GIVEN EXERCISE: Pull out every line of the rows below that contains the string "smoke", copying each one in full. Treat uppercase and lowercase as different.

RAW RECORDS:
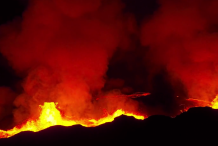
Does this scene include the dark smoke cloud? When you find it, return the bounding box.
[0,0,137,123]
[141,0,218,101]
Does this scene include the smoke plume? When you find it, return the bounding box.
[0,0,136,123]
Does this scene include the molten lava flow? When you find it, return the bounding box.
[211,95,218,109]
[0,102,145,138]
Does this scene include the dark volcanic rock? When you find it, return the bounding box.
[0,107,218,146]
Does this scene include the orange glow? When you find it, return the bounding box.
[0,102,145,138]
[211,95,218,109]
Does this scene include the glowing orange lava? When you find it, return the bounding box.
[0,102,145,138]
[0,95,218,138]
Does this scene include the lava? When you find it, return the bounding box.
[0,102,145,138]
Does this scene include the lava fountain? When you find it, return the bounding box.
[0,93,218,138]
[0,102,145,138]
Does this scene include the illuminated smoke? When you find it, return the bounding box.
[0,0,137,123]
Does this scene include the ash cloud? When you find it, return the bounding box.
[0,0,137,123]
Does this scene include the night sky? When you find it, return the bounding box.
[0,0,218,143]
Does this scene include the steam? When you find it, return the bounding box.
[0,0,138,123]
[141,0,218,101]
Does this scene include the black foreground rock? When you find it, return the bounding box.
[0,107,218,146]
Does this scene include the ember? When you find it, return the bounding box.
[0,102,145,138]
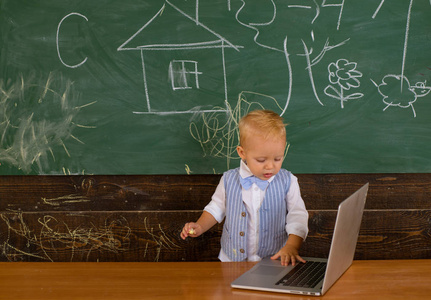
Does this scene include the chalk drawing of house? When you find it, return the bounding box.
[117,1,242,114]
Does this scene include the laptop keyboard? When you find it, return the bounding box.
[276,261,326,288]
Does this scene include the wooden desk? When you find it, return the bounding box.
[0,260,431,300]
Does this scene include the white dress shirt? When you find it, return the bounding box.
[204,161,308,262]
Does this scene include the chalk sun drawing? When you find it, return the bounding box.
[0,73,95,174]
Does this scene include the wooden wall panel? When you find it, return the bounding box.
[0,174,431,261]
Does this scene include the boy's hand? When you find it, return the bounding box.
[181,222,202,240]
[271,234,305,266]
[271,245,305,266]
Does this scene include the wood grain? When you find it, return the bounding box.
[0,174,431,262]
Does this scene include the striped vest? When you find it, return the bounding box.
[221,168,291,261]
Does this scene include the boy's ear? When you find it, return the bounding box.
[236,146,245,160]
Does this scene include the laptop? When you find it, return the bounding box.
[231,183,368,296]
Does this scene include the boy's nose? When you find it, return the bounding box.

COMPLETED TASK:
Does this scene include the dark smoke cloud? When you find it, return the bounding box.
Does this scene include the smoke plume? When you find it, return the bounding box.
Does this scene include the illuminated smoke? When you find it, return the bounding box.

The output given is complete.